[Source text]
# piraya of way different sizes



## Piranha King (Nov 28, 2002)

Well i just picked up a monster piraya and i added him to my 3 6"-7" pirayas in a 240 with a bunch of black cons. he could swallow them hole but shows no aggression towards them. do you think this could work? first night went good, and they where all hunting feeders.
wes


----------



## mauls (Mar 25, 2004)

it could i guess







but dont count on it


----------



## serrasalmus_collector (Mar 9, 2003)

That is kind of scary. I have seen Ash the fish catcher keep a 16 inch Piraya with smaller Piraya. I believe Raptor may be able to add some personal experiences with Piraya with diversity in size. They are pygos and it happens in the wild.

But!!!! Piraya have been known to have moments of becoming territorial and moody. This concerns me a lot. If the big one becomes territorial and the smaller ones invade his territory, the out come may not be good; you said he could swallow them whole. If the smaller ones become territorial and the big Piraya invades them, they may aggravate the larger one to attack. There is a lot of information about pygos also forming a pecking order. Do you think the smaller Piraya are up to the challenge???

Your answer is about as good as mine. I have pointed out some negativity amongst your group, to watch for. I personally wouldn't do it. But there are many hobbyists who have succeeded with combinations others have failed or feared to try. Keep posting. Let us know your decision and the results.

PS. If I remember correctly you lost some small ones when grouping them. The true reason for aggression and cannibalism has not been 100% identified. If it occurs again, your small guys may not have a chance against BIG DADDY.


----------



## Piranha King (Nov 28, 2002)

i tried to sell the small ones but no one wants to buy them. i've already found it's going to be a problem feeding the smaller ones anything besides feeders. the monster is practically eating catfish fillets out of my hand. also earthworms. i can't believe his appetite is already so large. its like the trip didn't even stress him. btw this is different then ash's set up his smaller piraya were bigger than mine and his big one was no were close to as big as mine. anyway so far they are schoaling good.

[The input]
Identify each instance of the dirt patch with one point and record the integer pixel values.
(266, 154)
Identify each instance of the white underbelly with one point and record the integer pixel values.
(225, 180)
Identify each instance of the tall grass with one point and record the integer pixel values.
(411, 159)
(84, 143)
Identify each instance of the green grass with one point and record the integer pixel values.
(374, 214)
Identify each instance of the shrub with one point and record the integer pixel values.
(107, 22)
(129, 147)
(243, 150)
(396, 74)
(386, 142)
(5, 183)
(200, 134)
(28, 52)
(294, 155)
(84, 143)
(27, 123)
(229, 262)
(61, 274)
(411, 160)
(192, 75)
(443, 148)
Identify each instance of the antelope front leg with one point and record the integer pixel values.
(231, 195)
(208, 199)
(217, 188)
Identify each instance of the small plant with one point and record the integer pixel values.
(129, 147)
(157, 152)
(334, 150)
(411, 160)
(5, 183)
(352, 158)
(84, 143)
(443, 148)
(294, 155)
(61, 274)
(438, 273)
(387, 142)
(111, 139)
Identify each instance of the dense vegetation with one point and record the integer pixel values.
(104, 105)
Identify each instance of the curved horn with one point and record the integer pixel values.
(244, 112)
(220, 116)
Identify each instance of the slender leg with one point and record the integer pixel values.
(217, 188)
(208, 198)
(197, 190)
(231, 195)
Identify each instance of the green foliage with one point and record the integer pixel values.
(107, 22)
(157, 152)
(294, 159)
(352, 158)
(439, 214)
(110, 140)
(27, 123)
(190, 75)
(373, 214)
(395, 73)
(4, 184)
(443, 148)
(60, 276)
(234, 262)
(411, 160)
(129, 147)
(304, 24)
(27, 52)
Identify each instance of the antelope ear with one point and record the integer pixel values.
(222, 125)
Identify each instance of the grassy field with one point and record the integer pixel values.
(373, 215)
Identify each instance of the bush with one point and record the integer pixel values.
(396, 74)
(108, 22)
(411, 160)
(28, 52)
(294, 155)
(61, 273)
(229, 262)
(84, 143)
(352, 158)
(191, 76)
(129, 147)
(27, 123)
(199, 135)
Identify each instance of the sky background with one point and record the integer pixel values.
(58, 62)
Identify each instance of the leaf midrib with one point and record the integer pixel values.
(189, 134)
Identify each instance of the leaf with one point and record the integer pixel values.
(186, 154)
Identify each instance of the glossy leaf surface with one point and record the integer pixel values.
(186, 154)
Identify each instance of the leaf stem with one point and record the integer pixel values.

[Exercise A]
In the piraya thread, what is the large piraya eating out of its owner's hand?
[Exercise B]
Shift the stretch of records from the line containing "Identify each instance of the sky" through the end of the records by writing it out again, requests included, with 99 added to every number in the point coordinates. Give only that stretch.
The records are unrelated to the piraya thread.

[Correct result A]
Catfish fillets.

[Correct result B]
Identify each instance of the sky background with one point and record the integer pixel values.
(157, 161)
Identify each instance of the leaf midrib with one point and record the integer pixel values.
(288, 233)
Identify each instance of the leaf with one point and record the integer pixel values.
(285, 253)
Identify each instance of the glossy leaf surface with one point and record the integer pixel values.
(285, 253)
Identify each instance of the leaf stem with one point and record the integer pixel values.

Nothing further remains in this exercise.